Your goal:
Write out the lines from the one containing "Challenge round — find the yellow sign" to the one containing "[302,50,353,107]", both included, requests and all. Multiply every bounding-box coordinate in the answers by 1.5 and round to the nearest whole number, rounding halves up.

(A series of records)
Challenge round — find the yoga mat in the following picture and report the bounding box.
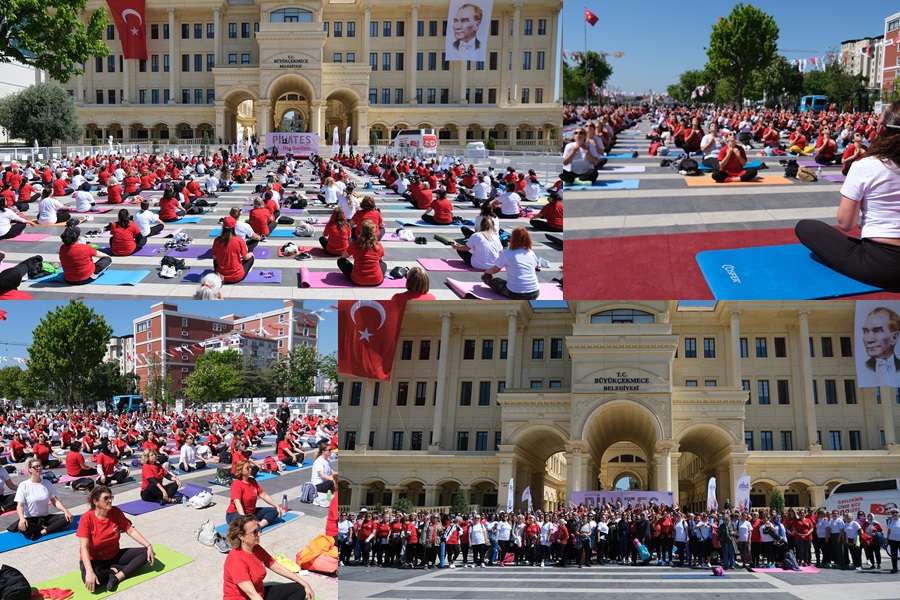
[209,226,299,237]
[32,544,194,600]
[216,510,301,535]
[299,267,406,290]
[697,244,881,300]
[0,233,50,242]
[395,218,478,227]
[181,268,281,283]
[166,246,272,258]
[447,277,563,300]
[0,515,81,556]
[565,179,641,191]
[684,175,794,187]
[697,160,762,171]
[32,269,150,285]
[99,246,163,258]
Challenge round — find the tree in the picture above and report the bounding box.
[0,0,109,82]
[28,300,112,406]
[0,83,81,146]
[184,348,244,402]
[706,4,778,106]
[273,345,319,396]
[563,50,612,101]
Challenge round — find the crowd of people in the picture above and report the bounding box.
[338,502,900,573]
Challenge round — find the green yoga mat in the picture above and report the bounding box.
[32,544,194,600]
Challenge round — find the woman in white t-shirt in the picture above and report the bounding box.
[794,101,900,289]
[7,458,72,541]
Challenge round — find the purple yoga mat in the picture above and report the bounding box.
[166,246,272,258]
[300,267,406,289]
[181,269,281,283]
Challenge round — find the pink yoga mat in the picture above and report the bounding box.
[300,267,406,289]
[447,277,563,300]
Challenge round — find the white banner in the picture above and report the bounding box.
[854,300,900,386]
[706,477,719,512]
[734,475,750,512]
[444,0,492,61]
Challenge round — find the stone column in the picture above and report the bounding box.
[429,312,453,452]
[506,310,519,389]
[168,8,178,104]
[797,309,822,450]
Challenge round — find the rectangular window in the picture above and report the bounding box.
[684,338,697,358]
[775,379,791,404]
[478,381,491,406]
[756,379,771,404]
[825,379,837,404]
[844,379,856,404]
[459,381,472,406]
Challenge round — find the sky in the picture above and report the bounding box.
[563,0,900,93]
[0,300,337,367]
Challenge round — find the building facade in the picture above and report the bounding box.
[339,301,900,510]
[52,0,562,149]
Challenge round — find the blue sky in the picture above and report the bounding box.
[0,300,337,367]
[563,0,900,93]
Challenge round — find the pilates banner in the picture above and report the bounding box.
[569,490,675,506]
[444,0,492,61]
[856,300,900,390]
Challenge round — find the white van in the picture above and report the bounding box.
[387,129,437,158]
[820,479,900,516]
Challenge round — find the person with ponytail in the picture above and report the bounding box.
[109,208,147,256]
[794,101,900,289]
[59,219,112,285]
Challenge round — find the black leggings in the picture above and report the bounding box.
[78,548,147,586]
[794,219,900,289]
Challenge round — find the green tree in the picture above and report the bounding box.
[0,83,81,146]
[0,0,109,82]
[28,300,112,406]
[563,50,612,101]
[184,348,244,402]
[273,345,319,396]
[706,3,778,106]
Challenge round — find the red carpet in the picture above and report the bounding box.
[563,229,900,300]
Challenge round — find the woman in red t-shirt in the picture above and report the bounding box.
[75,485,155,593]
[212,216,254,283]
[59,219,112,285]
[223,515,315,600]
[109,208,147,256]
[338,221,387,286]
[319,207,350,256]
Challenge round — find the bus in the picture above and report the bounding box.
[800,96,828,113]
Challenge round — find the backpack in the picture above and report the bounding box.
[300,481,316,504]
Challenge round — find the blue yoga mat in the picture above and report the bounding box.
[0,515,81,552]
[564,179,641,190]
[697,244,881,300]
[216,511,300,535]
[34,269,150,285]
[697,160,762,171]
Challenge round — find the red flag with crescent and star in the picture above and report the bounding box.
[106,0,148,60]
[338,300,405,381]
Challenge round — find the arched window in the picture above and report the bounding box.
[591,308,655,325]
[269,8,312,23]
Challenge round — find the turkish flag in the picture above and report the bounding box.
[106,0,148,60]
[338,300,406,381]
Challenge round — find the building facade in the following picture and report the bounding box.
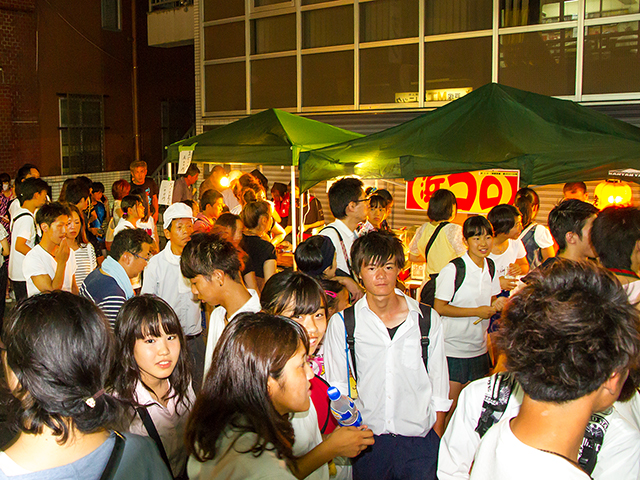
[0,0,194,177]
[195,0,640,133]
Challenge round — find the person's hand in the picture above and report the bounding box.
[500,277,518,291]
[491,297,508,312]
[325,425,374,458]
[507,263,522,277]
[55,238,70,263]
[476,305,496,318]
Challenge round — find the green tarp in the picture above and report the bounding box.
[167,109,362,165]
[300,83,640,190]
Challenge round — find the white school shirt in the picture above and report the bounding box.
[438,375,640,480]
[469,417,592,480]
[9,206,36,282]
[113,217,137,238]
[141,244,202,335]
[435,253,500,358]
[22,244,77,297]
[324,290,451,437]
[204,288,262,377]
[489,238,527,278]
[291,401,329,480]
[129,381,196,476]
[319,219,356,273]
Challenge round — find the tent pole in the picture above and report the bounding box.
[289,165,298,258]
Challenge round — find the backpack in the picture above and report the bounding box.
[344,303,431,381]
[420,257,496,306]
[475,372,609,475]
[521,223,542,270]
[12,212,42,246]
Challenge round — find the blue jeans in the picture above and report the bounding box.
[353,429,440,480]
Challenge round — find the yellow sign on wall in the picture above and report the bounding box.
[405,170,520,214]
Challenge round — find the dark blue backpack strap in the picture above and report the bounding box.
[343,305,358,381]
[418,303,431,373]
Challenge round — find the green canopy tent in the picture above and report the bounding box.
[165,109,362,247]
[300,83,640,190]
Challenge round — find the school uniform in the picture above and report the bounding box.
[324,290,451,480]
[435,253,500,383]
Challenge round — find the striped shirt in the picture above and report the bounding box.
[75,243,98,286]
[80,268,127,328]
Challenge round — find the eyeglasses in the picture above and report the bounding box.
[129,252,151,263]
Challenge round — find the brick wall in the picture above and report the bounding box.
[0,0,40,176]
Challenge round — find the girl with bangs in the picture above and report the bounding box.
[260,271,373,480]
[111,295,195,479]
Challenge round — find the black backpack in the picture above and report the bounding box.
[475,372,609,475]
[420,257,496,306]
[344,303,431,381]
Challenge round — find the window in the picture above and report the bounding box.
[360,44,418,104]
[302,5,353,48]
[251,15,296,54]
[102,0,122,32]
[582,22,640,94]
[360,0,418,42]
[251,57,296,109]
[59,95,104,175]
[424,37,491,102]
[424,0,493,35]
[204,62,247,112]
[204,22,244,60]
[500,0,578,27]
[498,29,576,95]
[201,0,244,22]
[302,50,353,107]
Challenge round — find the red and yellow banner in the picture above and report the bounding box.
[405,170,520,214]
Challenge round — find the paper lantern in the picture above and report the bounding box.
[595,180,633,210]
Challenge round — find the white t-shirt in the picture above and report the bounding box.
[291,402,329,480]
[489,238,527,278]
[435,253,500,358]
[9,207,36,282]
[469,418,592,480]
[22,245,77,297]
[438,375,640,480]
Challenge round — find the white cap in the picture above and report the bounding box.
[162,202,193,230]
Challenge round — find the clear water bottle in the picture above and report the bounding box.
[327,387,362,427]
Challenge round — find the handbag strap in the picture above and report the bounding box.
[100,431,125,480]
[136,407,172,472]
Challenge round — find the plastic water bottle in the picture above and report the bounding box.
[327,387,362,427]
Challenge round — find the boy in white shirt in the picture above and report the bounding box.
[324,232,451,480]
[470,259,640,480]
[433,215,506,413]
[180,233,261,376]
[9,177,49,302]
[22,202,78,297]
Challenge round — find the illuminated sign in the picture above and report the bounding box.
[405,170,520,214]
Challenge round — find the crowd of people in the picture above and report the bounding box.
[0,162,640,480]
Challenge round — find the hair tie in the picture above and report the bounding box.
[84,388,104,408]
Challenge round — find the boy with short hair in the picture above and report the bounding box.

--

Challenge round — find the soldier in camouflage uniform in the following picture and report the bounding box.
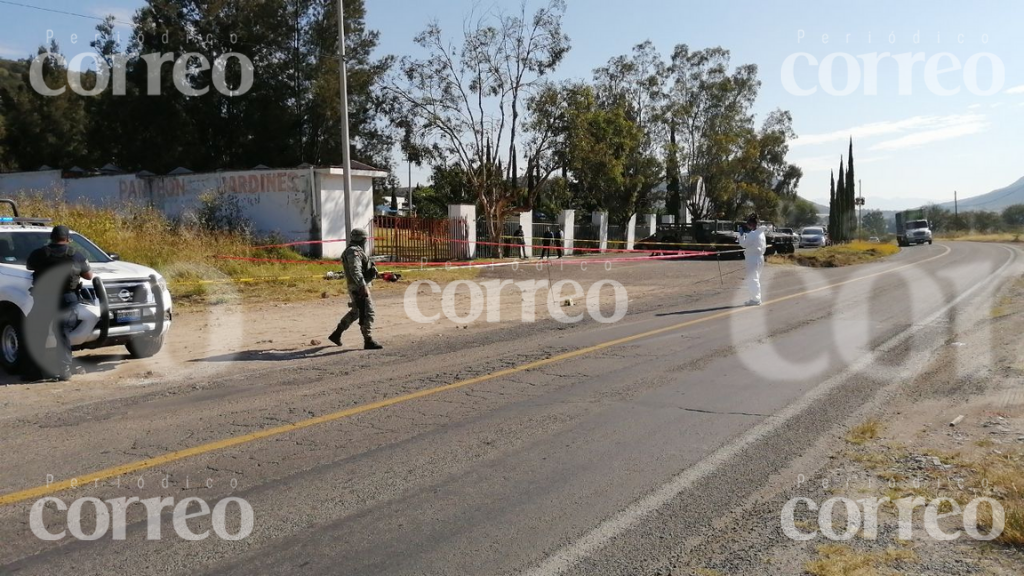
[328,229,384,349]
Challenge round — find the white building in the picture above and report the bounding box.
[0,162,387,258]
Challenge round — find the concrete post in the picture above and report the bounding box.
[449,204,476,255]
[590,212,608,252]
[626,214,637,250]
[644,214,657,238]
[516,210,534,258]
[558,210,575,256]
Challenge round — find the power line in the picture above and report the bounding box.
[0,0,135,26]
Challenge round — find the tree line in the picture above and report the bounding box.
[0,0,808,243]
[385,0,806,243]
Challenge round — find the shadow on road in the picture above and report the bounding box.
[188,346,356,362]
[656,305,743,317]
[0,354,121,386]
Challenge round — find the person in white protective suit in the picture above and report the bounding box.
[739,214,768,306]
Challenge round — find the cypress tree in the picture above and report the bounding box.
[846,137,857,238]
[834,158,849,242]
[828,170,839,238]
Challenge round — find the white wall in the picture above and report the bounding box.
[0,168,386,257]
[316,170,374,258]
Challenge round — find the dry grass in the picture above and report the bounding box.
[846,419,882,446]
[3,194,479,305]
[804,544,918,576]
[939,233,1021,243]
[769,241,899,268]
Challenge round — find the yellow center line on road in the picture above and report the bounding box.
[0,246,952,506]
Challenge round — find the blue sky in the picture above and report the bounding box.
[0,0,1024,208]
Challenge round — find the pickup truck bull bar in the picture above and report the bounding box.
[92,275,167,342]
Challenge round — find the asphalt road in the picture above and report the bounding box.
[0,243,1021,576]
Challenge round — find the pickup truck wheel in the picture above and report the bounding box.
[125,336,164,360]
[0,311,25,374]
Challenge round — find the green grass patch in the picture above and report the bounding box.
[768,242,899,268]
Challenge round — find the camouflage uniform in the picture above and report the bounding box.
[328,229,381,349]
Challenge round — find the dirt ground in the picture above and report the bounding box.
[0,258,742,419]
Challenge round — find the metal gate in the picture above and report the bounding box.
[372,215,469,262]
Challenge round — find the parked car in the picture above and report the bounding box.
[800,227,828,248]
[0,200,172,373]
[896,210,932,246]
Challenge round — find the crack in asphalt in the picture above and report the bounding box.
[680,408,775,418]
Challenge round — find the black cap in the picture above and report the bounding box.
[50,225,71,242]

Exercise result:
Challenge round — find the yellow sign on wall in the picture above and report the bounding box.
[608,255,780,321]
Challenge round — find the dark blue backpack strap in the picture above and report the bounding box.
[515,458,537,572]
[627,455,647,560]
Challenge round — find the green canopy tent in the picture above and report the bounding box.
[248,164,543,371]
[450,125,960,285]
Challenge round — find the school uniform in the picture above and report the bounding box.
[486,435,677,720]
[653,380,750,575]
Challenge round — find the striped shirt in the picture above and report the bounding box.
[113,365,147,429]
[120,402,191,492]
Challenge round — find the eyeglasses in the picture above and report the bounding box.
[194,378,227,395]
Challenge round — find the brick wall in the picture above and report the bounding box.
[0,0,60,264]
Challenge round — find the girl with bangs in the picture above and report the bounding box.
[390,407,560,720]
[167,443,293,719]
Challenge round — find the black backpack in the picture above and report the bounding box.
[713,558,914,713]
[630,386,744,459]
[516,455,647,572]
Challenge round — find the window in the picture above and report the bounding box.
[540,66,627,156]
[453,8,530,72]
[377,23,444,81]
[153,0,183,48]
[873,33,960,141]
[540,0,627,63]
[377,86,444,164]
[89,143,156,263]
[636,56,737,153]
[636,0,740,53]
[306,93,371,168]
[306,33,366,90]
[750,0,867,41]
[747,44,864,143]
[302,0,366,33]
[453,75,530,161]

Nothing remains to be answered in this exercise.